Source text:
--- Begin ---

Computer Science II

Computer Science II -- Week 9

Introduction

Note that the links from this page are to handouts that will be distributed the night of class. Only print out those handouts if you could not attend class.

Main topics this week:

Trees
Binary Tree
Binary Search Tree
2-3 Trees
B-Trees
Associative Arrays

Trees

Trees are a data structure. Like all other data structures, that means a tree is a collection of other things, called nodes.

Characteristics of a tree:

One node is a root node.

Every node except root node has one parent node

A node can have any number of children.

What is a node that has no children called?

Terminology:

height of a tree -- start counting at 1

depth of a node

degree of a node

degree of a tree

full tree

complete tree

Binary Tree

A binary tree is a tree, with an additional restriction:

Each node can have at most 2 children.

Like any data structure, we need a way of iterating over all the nodes in a tree. However, unlike linked lists or vectors, there are multiple ways of iterating over all the nodes in a tree.

Iterating over all the nodes in a tree is commonly known as traversing the tree. The most common traversal methods in a tree are:

Preorder traversal

Inorder traversal

Postorder traversal

Breadth-first traversal

Regardless of how we traverse the tree, in order to find a single node we still must do a search of all the nodes, at a cost of O(N).

--- End ---

Data block:
--- Begin ---

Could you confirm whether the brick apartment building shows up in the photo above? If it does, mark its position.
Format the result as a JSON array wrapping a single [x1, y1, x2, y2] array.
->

--- End ---

To-do list:
1. In the Week 9 course notes on trees, what restriction makes a tree a binary tree?
2. Extend the Week 9 course notes on trees, picking up right after their last sentence.
The lines are separate material and not part of the course notes.

Outputs:
1. Each node can have at most 2 children.

2.
Binary Search Tree

A binary search tree is a binary tree with additional restrictions:

The value of all left hand children of a node is always less than the value of the node itself.

The value of all right hand children of a node is always greater than to the value of the node itself.

The claim is that these additional restrictions speed up searching.

Consider searching a linked list.

Now consider searching the same data in a binary search tree.

What's the big Oh rating of searching a binary search tree?

But what about searching the same data in a binary search tree that's laid out just a bit differently? What's the big Oh rating of searching this binary search tree?

In order to keep searches efficient in a binary search tree, you must keep the tree 'balanced'. In general, keeping a tree balanced means keeping roughly the same number of nodes in each half of the tree. Chapter 13 in your book talks in detail about balancing algorithms for binary search trees (AVL trees and Red-Black trees are two examples). For example, the AVL tree keeps itself balanced by requiring that the height of any two subtrees either be equal or differ by 1. To do this the AVL tree may have to rearrange nodes when a new node is inserted.

All of the algorithms we'll discuss for binary search trees do not assume the tree is balanced.

Binary search tree operations:

insert (data, root)
remove (data, root)

Insert algorithm:

Remove algorithm: the remove algorithm has three basic cases which need to be handled separately:

1) Node to be removed has no children

2) Node to be removed has one child

3) Node to be removed has two children

Here's a handout showing the completed remove algorithm.

2-3 Trees

A 2-3 tree is similar to a binary search tree, but some of the nodes can have up to 3 children instead of just 2 children. Also, some of the nodes can have 2 data items instead of just 1 data item.

Example of 2-3 tree.

Note how the value of the middle child must be between the values of the 2 data items in the parent.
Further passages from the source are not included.